[Entries from a pointing dataset]
================================
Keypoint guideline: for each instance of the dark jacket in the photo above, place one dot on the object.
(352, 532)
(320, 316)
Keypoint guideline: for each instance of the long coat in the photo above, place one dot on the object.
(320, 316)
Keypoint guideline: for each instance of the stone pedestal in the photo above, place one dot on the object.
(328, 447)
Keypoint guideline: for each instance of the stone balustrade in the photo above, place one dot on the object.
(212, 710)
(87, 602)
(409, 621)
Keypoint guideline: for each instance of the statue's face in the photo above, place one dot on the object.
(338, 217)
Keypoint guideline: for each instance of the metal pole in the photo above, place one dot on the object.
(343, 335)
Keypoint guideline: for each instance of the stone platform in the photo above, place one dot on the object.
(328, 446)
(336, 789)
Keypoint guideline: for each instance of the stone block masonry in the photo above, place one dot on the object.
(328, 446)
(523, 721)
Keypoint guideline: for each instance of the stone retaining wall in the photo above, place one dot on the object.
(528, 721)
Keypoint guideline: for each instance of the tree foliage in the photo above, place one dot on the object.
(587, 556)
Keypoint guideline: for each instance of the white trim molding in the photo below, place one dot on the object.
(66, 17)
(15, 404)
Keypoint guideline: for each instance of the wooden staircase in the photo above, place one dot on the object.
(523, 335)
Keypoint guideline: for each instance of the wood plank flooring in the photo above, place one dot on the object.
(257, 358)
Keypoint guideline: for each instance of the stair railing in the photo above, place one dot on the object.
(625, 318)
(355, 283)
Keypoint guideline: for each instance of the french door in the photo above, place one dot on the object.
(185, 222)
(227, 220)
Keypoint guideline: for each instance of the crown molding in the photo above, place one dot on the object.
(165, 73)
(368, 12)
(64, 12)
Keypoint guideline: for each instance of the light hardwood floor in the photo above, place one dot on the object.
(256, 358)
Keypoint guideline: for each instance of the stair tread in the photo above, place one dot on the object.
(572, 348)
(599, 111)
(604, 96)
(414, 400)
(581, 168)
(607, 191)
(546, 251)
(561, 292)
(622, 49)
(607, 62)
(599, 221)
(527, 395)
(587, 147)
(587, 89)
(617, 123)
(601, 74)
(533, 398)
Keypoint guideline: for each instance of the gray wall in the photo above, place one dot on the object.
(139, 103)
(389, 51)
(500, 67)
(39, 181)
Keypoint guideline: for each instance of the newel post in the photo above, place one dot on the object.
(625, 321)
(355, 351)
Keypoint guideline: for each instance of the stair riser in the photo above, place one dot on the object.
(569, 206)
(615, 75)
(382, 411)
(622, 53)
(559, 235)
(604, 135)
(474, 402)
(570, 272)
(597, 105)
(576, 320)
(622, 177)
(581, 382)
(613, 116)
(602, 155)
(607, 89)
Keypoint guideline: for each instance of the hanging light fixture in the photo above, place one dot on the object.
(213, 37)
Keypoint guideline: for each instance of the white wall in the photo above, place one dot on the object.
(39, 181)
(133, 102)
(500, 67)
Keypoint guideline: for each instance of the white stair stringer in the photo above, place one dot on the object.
================================
**Direction:**
Reproduce only the lines between the line containing "Keypoint guideline: for each instance of the stair riser" and the last line of the records, those two lines included, exactly.

**The solution:**
Keypoint guideline: for each instance of the stair riser in the photo above, place one dot on the object.
(569, 206)
(615, 75)
(382, 411)
(622, 53)
(559, 235)
(604, 135)
(474, 402)
(570, 272)
(597, 105)
(576, 320)
(622, 177)
(581, 382)
(613, 116)
(602, 155)
(607, 89)
Keypoint guideline: for each instance of the hanging light fixture in the photo above, place one dot on the object.
(213, 37)
Keypoint guideline: for each instance of the white wall in the photo above, place one dot on the object.
(39, 181)
(133, 102)
(500, 67)
Keypoint guideline: for each instance of the white stair stringer in the photo above, place one dot on the object.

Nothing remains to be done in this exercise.